Segment Start: Records to process

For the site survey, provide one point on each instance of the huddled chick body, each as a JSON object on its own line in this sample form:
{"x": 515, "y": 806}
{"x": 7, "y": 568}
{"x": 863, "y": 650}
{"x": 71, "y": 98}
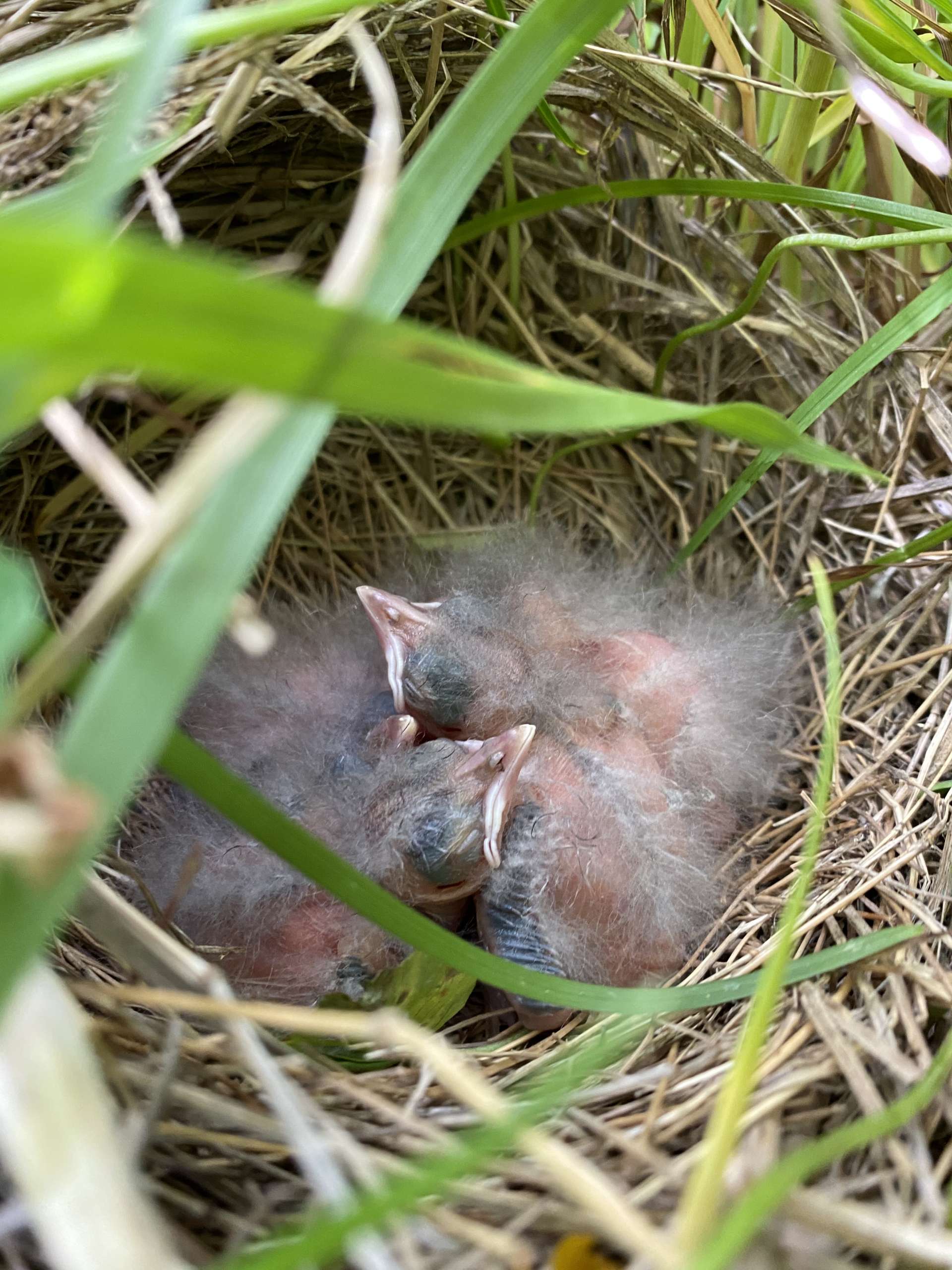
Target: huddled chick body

Segment End: Records to process
Segment Start: Records to process

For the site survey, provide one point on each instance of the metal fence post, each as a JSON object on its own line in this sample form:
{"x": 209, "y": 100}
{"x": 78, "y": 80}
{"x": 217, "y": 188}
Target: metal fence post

Segment End: Records to process

What to do :: Collect the lines of the data that carry the word "form".

Problem solution ::
For the site survey, provide one point on each instance of the huddled chick body, each as a JSON object on its own line in this sample form:
For the site survey, provide one point on each instance of the metal fence post, each as a JSON object on its own line in this sample form:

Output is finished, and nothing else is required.